**TEXT SECTION**.
>>>
On May 31st, around 1 PM, the Krakow police received a phone call from an elderly man stating there was a murder at his house in a tiny village near the city. The man asserted that he believed his grandson was the murderer.
In the basement of the house was a corpse dangling upside down from the ceiling. The victim, a 50-year old man, had been beheaded and the skin of his head and face was found at the scene. It was sewn to form a mask. The head was found outside the house.
The murderer was a Russian immigrant, Wladimir W. The victim, his father Witalij.
The details revealed during interrogation were even more shocking. Wladimir wore his father’s face and clothes for a whole day and pretended to be him in front of his grandfather, who didn’t see very well. The motive, he said, was the hatred he felt towards his father after he cheated on his wife and left her with nothing in Nalchik, Russia to pursue a new life in Poland with his son and father.
Even more frightening, is the possibility that Wladimir knew Kasia. They both studied Psychology at the Uniwersytet Jagiellonski. They were not in the same class, so this data remains as speculation. He started in 1992, she did in 1993, but dropped out after a year. He did not confess to killing her. He is currently spending his 25-year sentence in a Russian jail.
In Krakow, there have only been three cases ever of someone being skinned after death. The last one happened in 1983. Jan N., a perfectly normal citizen, one day decided to murder and skin his wife and teenage son. He then tried to dispose of the bodies by tossing them into the Vistula piece by piece. He was arrested before he completed his plan and was committed to a mental institution indefinitely. His poor physical health led to him being granted “parole” during the time of Katarzyna’s death, but the police determined he couldn’t have done that for the above reason.
Investigation revealed that Katarzyna skipped her classes for two weeks before the disappearance. In fact, she disappeared during one of these truancies. This points to the possibility of a secret relationship. Her friends only knew of one male friend, who had an alibi during the time of her death.
In 2000, DNA belonging to another person was discovered on Kasia’s skin. It was compared to all the suspects and persons of interest in the case, including known sexual offenders, but to no avail.
The case was reopened in 2012. Traces of relatively rare plant species were found on the sweater, which the police believe could pinpoint the location of the crime. Also, it has been revealed that Katarzyna has been tortured before death.
<<<
**ACTIVITIES**.
1) Reproduce the Krakow killings text from "On May 31st, around" to "was the murderer.", word for word.
2) Condense the paragraph of the Krakow killings text that begins "In Krakow, there have only been three cases" into a short bulleted list that keeps its main facts.
Draw only on the Krakow killings text, and nothing else.

**AVAILABLE DATA**.
>>>
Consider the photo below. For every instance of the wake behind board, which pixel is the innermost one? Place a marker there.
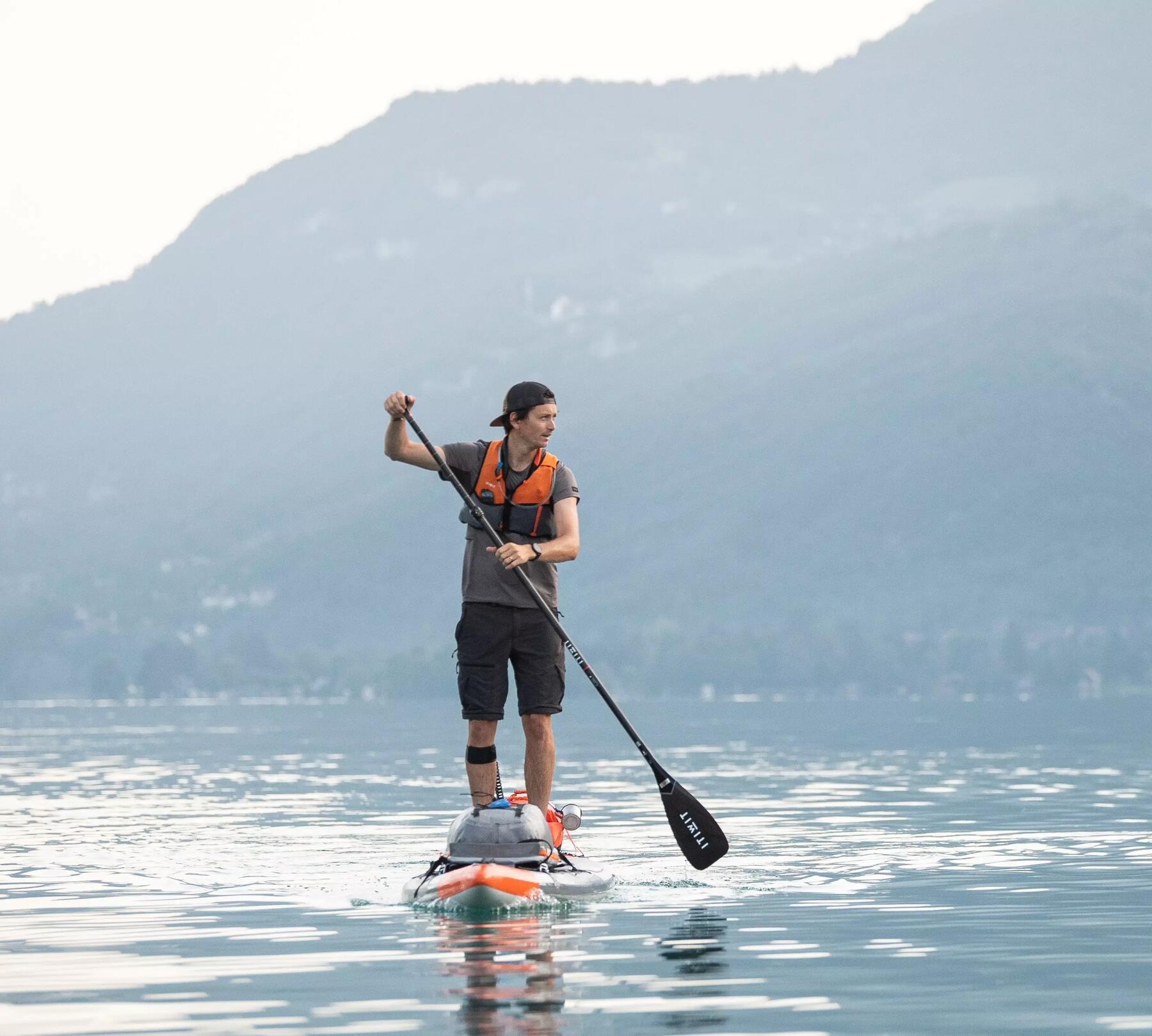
(507, 856)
<<<
**ANSWERS IN ORDER**.
1)
On May 31st, around 1 PM, the Krakow police received a phone call from an elderly man stating there was a murder at his house in a tiny village near the city. The man asserted that he believed his grandson was the murderer.

2)
- Krakow has had only three cases of someone being skinned after death, the last in 1983.
- In that case, Jan N., an ordinary citizen, murdered and skinned his wife and teenage son.
- He tried to get rid of the bodies by throwing them into the Vistula piece by piece.
- He was arrested before finishing and was committed to a mental institution indefinitely.
- Because of poor physical health, he was granted "parole" around the time of Katarzyna's death.
- Police determined that his poor physical health meant he could not have killed her.